WRITTEN EXERCISE 1
Show every line of the entries that contains the string "metal", copying each line in full. Matching is case-sensitive.

== EXCERPTED TEXT ==

Now it becomes easy to understand the enormous challenge of solving nanostructures: the information content in the data is degraded while the complexity of the model is much greater. First, finite size effects broaden the sharp Bragg peaks and the nanometer scale is precisely the point where the broadening is sufficient that the peaks start to overlap. (In fact, at this point, we can’t even call them Bragg peaks). Second, the complexity of the structural solutions goes up. Now, we need more than the coordinates of a few atoms in a unit cell—we need the arrangement of hundreds or thousands of atoms in a nanoparticle. Moreover, there can be complicated effects, like finite-size induced relaxations in the core and the surface. The final indignity is that the measured scattering intensity asymptotically approaches zero as the nanoparticle gets smaller and the weak scattering of x rays, so useful in bulk samples, turns around and bites us. In general, we have to measure the intensity from a multitude of nanoparticles or nanoclusters, and then tussle with the problem of how to deal with the averaged data. Extensive efforts are being made, with notable successes [7, 8, 9], but the nanostructure problem remains a thorny one.

The use of total scattering and atomic-pair distribution function (PDF) measurements for nanostructure studies is one promising approach [10]. In these experiments, powders of identical particles are studied using x-ray powder diffraction, resulting in good signals, but highly averaged data. Short wavelength x rays or neutrons are used for the experiments giving data with good real-space resolution, and the resulting data are fit with models of the nanoparticle structures. Uniqueness is a real issue, as is the availability of good nanostructure solution algorithms; however, unique structure solutions of clusters such as ${\text{C}}_{60}$ have been demonstrated recently [7]. These measurements have served as proof of principle demonstrations that unique nanostructure solutions from PDF data can exist in favorable situations. However, there are also some less encouraging results. Attempts to fit amorphous structures, which have local order on the subnanometer scale and lots of disorder, yield highly degenerate results: many structure models, some completely physically nonsensical, give equivalent fits to the data within errors [11]. Degenerate solutions imply that there is insufficient information in the data set to constrain a unique solution. At this point we would like to seek additional constraints coming from prior knowledge about the system, or additional data sets, such that these different information sources can be combined, or “complexed,” to constrain a unique solution, as shown in Fig. 1 [1]. Complexing is done either by adding constraints on how model parameters can vary (for example, crystal symmetries), or by adding terms to the target (or cost) function that is being minimized in the global optimization process.

===

WRITTEN EXERCISE 2
Carry on the text about solving nanostructures from where it stops.

== GIVEN RECORDS ==

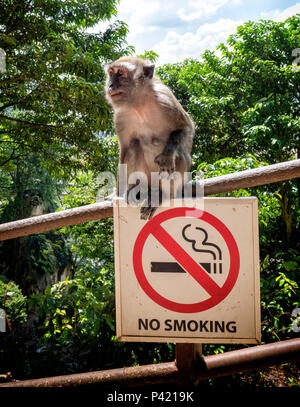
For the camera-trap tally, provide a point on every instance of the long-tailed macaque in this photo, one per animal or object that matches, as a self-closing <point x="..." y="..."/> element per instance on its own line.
<point x="155" y="133"/>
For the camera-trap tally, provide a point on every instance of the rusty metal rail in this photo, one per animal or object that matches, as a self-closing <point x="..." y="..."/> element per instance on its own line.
<point x="189" y="366"/>
<point x="223" y="364"/>
<point x="225" y="183"/>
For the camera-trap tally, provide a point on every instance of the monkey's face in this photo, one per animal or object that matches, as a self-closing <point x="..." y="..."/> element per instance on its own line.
<point x="118" y="83"/>
<point x="127" y="79"/>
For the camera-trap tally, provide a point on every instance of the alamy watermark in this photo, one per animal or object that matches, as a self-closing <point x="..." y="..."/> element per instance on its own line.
<point x="2" y="61"/>
<point x="157" y="189"/>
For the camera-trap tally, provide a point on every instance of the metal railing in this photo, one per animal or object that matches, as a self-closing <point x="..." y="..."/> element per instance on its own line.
<point x="189" y="365"/>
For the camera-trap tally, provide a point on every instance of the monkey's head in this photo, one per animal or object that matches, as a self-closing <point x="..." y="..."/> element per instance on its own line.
<point x="127" y="79"/>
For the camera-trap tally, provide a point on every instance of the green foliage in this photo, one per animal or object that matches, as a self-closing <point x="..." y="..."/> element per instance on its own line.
<point x="247" y="100"/>
<point x="280" y="294"/>
<point x="13" y="302"/>
<point x="77" y="311"/>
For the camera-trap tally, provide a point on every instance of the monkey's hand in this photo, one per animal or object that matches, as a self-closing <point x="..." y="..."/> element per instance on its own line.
<point x="166" y="163"/>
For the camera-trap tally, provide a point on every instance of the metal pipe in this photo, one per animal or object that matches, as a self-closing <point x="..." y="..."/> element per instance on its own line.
<point x="225" y="183"/>
<point x="252" y="178"/>
<point x="137" y="375"/>
<point x="206" y="367"/>
<point x="252" y="358"/>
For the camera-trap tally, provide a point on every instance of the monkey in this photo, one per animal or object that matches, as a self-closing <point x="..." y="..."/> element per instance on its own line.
<point x="155" y="133"/>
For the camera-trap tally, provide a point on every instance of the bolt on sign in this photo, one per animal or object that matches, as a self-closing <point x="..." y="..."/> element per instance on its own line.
<point x="188" y="274"/>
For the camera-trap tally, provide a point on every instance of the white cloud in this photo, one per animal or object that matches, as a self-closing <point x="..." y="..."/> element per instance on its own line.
<point x="281" y="15"/>
<point x="196" y="9"/>
<point x="175" y="47"/>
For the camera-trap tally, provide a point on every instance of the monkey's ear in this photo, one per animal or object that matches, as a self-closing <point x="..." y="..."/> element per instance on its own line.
<point x="148" y="71"/>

===

FINAL RESULT 1
For the camera-trap tally, provide a point on every instance of the rusty metal rail in this photo, one per animal or object that matches, as a self-closing <point x="..." y="..."/> element per instance on its own line.
For the camera-trap tally, provide a point on every instance of the metal railing in this photo, one per animal or object that matches, as a self-closing <point x="..." y="..."/> element per instance on its own line.
For the camera-trap tally, provide a point on every instance of the metal pipe in this photo, one per animal or object that matches, as a self-closing <point x="..." y="..."/> element per instance on its own line.

FINAL RESULT 2
It is a major challenge to figure out ways to incorporate disparate information sources into the global optimization scheme and how to weight their contributions to the cost function. In their paper, Cliffe *et al.* demonstrate an elegant approach for introducing the constraint that all local environments for a particular atom are identical, information that is available, in principle, from spectroscopy measurements [2]. In simple terms, they introduce a variance term into the cost function that adds a cost when atomic environments of equivalent atoms in the model deviate too much from one other.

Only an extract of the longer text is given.